Paul and Kathleen Wholey of the Village of Amelia had been scheduled for COVID-19 vaccinations between 5 and 5:30 p.m. Saturday at the Global Medical Response site set up in a field near Buffalo Ridge Plaza in The Villages.
They arrived at 4:40 p.m. as they had been instructed.
“As we approached the entrance, a Sumter County sheriff’s deputy was talking to the people in the car ahead of us. When they moved on, she waved us forward and told us to follow the car in front of us. As we started to follow them, we realized that they were directing us away from the vaccination site,” Paul Wholey said.
They couldn’t figure out what was happening.
“We drove around to the exit and finally got someone’s attention and asked what was going on. They said that they were closed. We drove back around to the deputy and asked her what was happening. She simply said that the vaccine was gone,” he said.
After frantic attempts to secure doses of the vaccine, they finally felt a sense of relief when they scored the Global Medical Response appointments. Then on Saturday they felt the terrible sense of being so close, but yet so far.
“How could that be? We were scheduled for an appointment. Surely they must have known how many people had been scheduled and how many doses they had,” he said.
The Wholeys could see people inside the area where the vaccine was being administered. Shots were going into arms.
“And yet they were telling us that all the vaccine was gone,” he said.
To say that they were disappointed would be an understatement.
“We thought we could finally see the light at the end of the tunnel but now we felt that the light was really a beam on the front of a freight train that had just run us over,” he said.
Daniel Olvey of the Village of Pennecamp was fortunate to receive the vaccine on Friday from Global Medical Response. However, his wife had an appointment on Monday and it is now postponed.

* Record excerpts
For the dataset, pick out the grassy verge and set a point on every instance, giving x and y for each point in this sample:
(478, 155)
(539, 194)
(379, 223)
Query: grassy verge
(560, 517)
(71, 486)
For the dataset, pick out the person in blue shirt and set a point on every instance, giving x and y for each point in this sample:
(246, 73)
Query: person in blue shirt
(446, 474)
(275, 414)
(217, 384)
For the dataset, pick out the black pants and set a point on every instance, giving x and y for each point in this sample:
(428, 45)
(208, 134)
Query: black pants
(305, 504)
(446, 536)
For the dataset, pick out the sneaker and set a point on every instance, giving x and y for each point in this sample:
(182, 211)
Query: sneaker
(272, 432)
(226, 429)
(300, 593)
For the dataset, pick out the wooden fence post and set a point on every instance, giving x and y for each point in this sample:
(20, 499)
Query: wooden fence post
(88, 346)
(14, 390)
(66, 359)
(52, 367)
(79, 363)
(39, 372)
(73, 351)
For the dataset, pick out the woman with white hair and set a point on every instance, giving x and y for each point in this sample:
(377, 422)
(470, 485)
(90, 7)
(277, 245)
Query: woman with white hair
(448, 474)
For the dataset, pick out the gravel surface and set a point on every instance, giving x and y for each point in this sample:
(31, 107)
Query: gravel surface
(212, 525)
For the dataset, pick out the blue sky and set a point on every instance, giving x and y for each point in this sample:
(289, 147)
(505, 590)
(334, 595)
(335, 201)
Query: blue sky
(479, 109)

* Assigned task 1
Answer these questions from the text about the vaccination appointments at the Global Medical Response site:
(a) At what time did Paul and Kathleen Wholey arrive?
(b) What did the deputy tell them when they drove back to ask what was happening?
(c) On which day did Daniel Olvey receive the vaccine?
* Assigned task 2
Extend the text about the vaccination appointments at the Global Medical Response site, starting after its final sentence.

* Your response 1
(a) 4:40 p.m.
(b) She said that the vaccine was gone.
(c) Friday.

* Your response 2
“My question is who failed the system here? Was it at the federal or state level? And, who can we contact to voice our opinions? It’s hard to fathom this was all put in place if the vaccine delivery was so unpredictable,” Olvey said.
Like Olvey’s wife, Bill Anderson of the Village of DeSoto was scheduled to get his COVID-19 vaccination on Monday from the Global Medical Response. He said he is “very disappointed” and wonders how the system has been run so poorly.
George Sonnichsen of the Village of Glenbrook said it is apparent the vaccine math is not adding up.
“It is no wonder that The Villages area is short of vaccine. If the number of vaccine doses is determined by the population of each state and then by the population of each county in the state it is not surprising that Sumter County will be way short of the necessary number for 65 and older since the proportion of 65+ is so much greater that the averages,” said.
He added that the situation is exacerbated by the large number of snowbirds now present who are not counted in the population statistics.
“If Florida had followed the CDC guidelines of 75+ in the first group, at least those in this most vulnerable group may have gotten the vaccine by now,” he added.